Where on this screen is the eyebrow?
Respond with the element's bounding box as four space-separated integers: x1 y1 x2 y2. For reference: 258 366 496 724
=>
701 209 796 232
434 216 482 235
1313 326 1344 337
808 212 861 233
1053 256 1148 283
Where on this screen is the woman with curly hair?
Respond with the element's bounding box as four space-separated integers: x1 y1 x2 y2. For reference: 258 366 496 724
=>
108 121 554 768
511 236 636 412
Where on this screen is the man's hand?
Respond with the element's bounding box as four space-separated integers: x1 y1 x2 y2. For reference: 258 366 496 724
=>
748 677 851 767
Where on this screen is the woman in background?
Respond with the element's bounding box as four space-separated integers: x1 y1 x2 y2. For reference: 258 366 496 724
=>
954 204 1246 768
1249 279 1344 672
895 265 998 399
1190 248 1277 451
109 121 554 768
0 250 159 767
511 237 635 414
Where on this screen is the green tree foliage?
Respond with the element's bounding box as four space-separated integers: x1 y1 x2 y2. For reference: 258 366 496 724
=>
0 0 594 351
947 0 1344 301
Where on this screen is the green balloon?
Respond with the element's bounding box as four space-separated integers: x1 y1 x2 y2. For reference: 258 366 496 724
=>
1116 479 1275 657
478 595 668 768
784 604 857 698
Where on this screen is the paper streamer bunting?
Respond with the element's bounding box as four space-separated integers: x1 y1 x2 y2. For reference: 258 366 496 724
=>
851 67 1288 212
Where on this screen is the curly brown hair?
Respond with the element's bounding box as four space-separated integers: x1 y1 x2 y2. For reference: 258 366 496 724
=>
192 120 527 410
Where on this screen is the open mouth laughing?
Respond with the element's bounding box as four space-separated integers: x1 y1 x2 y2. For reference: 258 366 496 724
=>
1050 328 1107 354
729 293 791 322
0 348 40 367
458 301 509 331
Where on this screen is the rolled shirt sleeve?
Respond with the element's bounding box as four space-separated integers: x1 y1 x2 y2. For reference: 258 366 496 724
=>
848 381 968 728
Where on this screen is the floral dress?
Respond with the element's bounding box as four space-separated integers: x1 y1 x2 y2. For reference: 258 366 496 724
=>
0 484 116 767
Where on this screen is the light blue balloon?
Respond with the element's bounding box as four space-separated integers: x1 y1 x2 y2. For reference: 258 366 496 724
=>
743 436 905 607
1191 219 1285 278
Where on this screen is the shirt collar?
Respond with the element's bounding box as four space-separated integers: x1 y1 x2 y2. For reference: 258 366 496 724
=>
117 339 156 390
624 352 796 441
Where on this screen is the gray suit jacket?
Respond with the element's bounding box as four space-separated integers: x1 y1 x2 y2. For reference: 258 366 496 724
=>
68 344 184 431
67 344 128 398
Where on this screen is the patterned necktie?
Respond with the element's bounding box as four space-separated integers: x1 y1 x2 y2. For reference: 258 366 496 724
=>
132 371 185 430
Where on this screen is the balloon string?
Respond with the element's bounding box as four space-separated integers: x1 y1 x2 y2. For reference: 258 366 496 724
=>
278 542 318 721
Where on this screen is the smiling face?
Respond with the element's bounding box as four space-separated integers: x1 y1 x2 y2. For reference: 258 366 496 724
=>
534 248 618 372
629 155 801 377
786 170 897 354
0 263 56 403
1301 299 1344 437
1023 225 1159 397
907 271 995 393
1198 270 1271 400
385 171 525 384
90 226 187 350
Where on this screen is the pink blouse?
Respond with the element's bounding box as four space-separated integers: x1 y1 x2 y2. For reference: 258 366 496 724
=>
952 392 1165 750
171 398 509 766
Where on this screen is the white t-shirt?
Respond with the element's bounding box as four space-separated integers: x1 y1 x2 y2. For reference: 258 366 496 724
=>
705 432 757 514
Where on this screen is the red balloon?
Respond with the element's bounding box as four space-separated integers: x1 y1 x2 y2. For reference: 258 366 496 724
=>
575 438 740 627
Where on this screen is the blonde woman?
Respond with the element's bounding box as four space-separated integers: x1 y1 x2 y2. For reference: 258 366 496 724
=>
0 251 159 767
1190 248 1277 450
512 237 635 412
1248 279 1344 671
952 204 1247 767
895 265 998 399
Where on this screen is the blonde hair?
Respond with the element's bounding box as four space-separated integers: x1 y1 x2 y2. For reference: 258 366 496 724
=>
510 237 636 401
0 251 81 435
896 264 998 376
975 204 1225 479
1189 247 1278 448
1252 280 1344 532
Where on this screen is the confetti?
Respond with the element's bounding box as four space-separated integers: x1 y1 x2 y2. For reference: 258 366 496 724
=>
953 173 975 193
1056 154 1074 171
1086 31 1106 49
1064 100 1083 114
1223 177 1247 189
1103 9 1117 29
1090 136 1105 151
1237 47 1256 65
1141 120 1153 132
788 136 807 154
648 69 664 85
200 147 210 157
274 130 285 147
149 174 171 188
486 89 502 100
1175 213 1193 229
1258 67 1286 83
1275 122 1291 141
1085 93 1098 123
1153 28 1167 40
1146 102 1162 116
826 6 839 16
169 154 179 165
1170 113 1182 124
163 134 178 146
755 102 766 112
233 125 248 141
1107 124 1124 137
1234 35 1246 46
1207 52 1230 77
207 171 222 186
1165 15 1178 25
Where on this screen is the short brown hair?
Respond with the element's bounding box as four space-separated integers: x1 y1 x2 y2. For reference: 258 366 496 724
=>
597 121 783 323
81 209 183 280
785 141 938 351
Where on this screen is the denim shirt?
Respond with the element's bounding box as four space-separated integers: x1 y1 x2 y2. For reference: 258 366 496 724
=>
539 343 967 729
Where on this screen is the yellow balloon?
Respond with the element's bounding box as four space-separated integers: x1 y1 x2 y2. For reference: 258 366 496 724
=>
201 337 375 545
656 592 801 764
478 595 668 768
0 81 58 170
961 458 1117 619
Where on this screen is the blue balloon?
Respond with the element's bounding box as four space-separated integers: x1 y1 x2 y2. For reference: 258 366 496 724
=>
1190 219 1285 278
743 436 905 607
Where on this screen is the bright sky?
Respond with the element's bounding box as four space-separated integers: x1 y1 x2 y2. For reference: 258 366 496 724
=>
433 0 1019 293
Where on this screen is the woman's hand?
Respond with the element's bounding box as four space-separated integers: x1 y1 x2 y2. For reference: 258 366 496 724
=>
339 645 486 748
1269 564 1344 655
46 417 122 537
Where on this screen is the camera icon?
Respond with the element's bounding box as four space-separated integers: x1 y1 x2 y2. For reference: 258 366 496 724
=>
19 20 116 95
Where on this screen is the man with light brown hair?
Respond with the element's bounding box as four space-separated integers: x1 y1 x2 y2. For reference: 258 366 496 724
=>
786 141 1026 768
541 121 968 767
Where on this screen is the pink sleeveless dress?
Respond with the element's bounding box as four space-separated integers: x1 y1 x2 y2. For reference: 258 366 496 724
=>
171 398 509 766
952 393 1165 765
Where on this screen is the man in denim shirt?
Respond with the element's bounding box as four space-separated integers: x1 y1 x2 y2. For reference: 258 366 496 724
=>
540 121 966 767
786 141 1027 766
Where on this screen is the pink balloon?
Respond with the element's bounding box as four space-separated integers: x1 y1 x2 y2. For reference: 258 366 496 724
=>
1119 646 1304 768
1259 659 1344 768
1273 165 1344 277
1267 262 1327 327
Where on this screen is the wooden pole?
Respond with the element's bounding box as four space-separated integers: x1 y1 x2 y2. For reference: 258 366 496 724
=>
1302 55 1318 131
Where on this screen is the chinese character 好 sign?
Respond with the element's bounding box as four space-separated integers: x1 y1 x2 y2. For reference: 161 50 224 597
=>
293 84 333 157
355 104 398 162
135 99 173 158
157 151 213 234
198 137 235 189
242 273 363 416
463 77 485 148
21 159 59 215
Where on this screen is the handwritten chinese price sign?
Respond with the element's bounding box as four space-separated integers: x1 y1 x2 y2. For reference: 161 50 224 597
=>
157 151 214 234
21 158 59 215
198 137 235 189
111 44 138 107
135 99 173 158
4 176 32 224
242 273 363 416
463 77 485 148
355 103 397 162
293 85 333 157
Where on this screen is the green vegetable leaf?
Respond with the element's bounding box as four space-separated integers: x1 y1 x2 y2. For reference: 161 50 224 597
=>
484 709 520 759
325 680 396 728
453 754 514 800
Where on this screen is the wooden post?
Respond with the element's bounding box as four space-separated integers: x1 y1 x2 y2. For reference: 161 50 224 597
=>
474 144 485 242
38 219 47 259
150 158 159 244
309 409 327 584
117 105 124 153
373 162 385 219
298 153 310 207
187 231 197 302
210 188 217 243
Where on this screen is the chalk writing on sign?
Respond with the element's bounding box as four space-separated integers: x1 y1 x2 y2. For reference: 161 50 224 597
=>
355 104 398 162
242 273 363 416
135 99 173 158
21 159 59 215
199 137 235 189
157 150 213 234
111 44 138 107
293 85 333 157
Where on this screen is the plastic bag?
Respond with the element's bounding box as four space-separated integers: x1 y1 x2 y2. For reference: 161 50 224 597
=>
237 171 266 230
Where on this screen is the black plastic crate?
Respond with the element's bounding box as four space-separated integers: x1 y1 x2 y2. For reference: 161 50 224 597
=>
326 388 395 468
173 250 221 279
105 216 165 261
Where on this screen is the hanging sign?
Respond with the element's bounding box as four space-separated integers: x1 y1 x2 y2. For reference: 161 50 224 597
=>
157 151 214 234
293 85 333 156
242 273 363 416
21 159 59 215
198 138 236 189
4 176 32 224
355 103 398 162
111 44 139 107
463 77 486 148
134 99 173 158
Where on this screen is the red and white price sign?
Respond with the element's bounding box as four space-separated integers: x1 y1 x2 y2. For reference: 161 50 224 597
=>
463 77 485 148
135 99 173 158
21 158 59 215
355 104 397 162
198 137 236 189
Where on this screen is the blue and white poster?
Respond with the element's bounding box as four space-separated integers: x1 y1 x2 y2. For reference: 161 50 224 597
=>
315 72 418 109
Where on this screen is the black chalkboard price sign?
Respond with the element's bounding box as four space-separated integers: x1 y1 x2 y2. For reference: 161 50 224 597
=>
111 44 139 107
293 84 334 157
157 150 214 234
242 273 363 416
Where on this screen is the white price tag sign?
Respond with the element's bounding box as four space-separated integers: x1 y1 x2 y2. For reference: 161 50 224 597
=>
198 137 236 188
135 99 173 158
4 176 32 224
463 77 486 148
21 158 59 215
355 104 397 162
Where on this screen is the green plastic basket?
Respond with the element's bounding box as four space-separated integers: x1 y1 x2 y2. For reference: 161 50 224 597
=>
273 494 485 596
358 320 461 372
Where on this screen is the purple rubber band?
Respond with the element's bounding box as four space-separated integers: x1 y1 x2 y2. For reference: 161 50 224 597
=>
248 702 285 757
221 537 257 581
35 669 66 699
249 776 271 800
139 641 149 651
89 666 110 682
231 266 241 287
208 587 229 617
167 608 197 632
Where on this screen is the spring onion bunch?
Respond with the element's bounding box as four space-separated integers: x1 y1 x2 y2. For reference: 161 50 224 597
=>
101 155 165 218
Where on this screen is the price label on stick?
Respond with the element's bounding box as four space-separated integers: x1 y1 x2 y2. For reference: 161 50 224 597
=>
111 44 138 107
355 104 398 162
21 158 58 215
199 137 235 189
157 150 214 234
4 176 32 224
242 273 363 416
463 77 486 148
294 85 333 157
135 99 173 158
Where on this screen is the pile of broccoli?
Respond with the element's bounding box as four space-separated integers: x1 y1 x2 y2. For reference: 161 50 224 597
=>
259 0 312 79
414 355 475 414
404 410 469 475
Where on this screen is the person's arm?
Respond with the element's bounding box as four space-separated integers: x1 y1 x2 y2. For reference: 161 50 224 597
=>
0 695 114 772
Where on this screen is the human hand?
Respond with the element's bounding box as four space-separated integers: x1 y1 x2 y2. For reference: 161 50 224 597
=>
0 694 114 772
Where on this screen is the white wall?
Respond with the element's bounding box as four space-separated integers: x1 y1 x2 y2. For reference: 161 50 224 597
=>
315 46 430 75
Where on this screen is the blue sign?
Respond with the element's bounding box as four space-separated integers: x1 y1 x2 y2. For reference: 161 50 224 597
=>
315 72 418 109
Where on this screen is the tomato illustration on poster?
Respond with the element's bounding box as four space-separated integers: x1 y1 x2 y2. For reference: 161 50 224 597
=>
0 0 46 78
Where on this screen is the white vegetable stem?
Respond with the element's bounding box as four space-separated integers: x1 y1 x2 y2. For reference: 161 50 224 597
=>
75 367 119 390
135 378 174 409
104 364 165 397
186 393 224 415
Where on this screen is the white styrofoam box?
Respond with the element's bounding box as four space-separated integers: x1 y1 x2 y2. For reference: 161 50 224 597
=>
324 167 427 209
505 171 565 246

Instructions for the task - Repeat, word for word, the lines above between the line holding "Where on this screen is the pink blouse?" and the line holding "Where on this screen is the blonde hair?", inclusive; omit everything else.

Answer space -
Where on this screen is the pink blouse?
Respond with the element's bounding box as four space-separated integers: x1 y1 x2 y2. For reference: 258 366 496 724
=>
952 392 1165 750
171 398 509 766
Where on this screen is the white t-shirt?
Respond with the element's bounding box as four space-separated integers: x1 y1 x2 y2. For reference: 258 366 496 724
=>
705 432 757 514
Where on this screen is the red balloon?
Respond with the element's bounding box as four space-separated integers: x1 y1 x2 y2. For reference: 258 366 496 724
=>
575 438 740 627
Where on this screen is the blonde woman?
Respond with the element's bounding box as four space-separated integers: x1 y1 x2 y2. For reference: 258 366 496 724
=>
0 251 159 767
1190 248 1277 450
512 237 635 412
1248 279 1344 671
952 204 1247 767
895 265 998 399
Where on this screen is the blonde hair?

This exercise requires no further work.